Another issue is the powerful, visceral appeal of reaction, of rejection of modernity, equality. For more than a generation, commenters have looked worriedly at the popularity first of Tolkieneque fantasy, then of games based on Tolkien’s medieval tropes. We spend our entertainment dollars on and in worlds of masters and servants, castes and kings, the building and destruction of empires – and not on games of “Democracy,” “Government,” “Human Rights.” Some of the most popular products in Second Life enable restraint, subjugation, submission. We seem to want simple worlds where our place is clear, with simple lines of strong authority over us. The Goreans are right in saying that the urge to bend the knee is wide, and deep. It’s an unknown, illicit craving deep inside many, that finds expression in the worlds of our imagination. That’s a territory I want to map, where the deepest parts of our psyche become utterly politicized.

_Supplied material_.
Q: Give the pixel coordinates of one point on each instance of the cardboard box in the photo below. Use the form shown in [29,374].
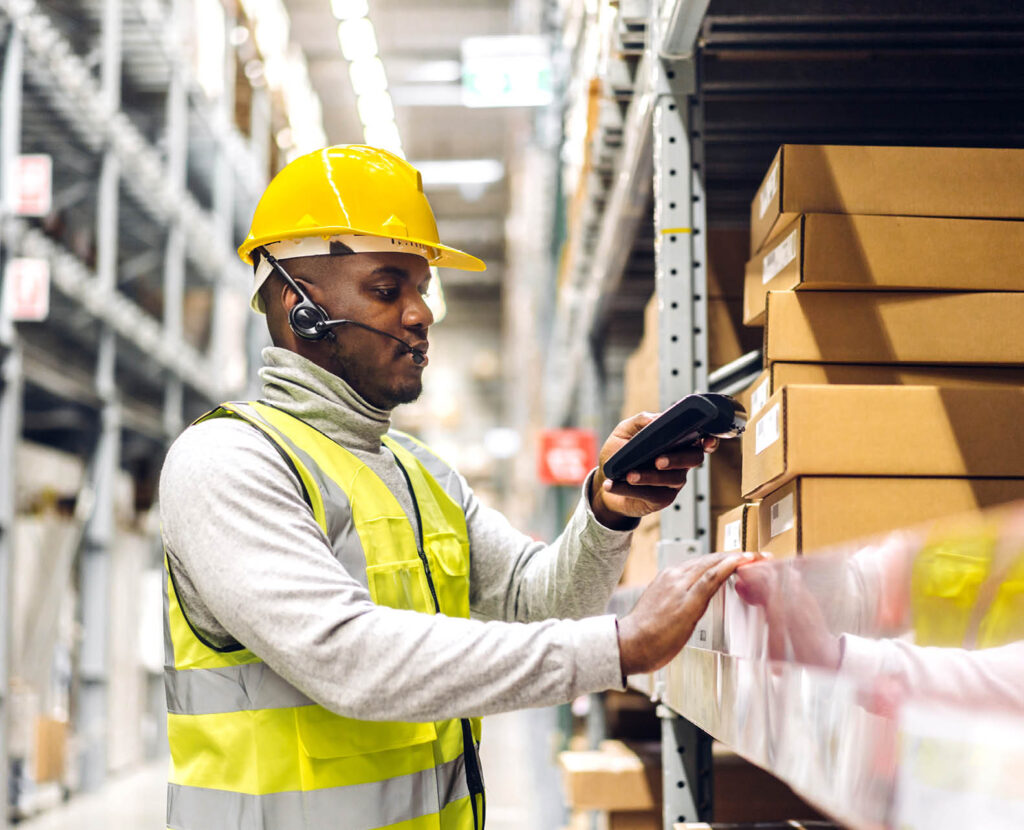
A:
[737,529]
[972,329]
[812,513]
[779,375]
[890,253]
[728,339]
[884,431]
[724,469]
[50,749]
[616,777]
[976,182]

_Problems and tasks_.
**1.** According to the passage about fantasy and the urge to submit, what do some of the most popular products in Second Life enable?
**2.** Pick up the passage about fantasy and the urge to submit right after its last sentence and keep writing.
You won't need the listing for any of this.

_Answers to each task_.
**1.** Restraint, subjugation, and submission.

**2.**
Taken together, if what we build in the spaces where we are most free is prisons of the past, chains of our deepest urges, then perhaps the Enlightenment experiment is a niche product, destined to gather dust on the gaming shelves. I don’t like this answer. I firmly believe, We can do better. But we cannot if we delude ourselves into thinking our games are more popular than they are. We have to examine, define and acknowledge our natures, then make those games of freedom that appeal. That’s the challenge of the progressive activist in the current age.

My grim hypotheses may or may not be supported by further evidence and study. But it’s a damn important question to be asking.

Part Two: Participant

I said above that what people seem to want online is to be left the hell alone to play the game they want to play, while knowing that there are fair rules in place to deal with problems and conflicts, and while happily paying a team of people to provide, or enhance, their fun.

Whether that’s understood or accepted is one of the fracture lines between the two voting blocs in the new Representative Assembly. One faction doesn’t really care how many people play “Politics,” but charges a subscription fee to non-players to subsidize their play. The other doesn’t really care to play “Politics,” but wants to use those subscription fees to provide a really first-rate space for the fun of the people paying.

And by “fun,” I don’t mean just the social mixers and dance parties that drive the old guard into apoplectic fits. Fun in Al Andalus, and for some in the CDS, is putting on an academic conference. Or hosting a book club, or contests for writers. Or experimenting with consensus decisionmaking. Or participating in a discussion series on religion and philosophy. Or designing and building new towns. Fun takes a lot of forms – but that “Politics” game isn’t one of them for most people.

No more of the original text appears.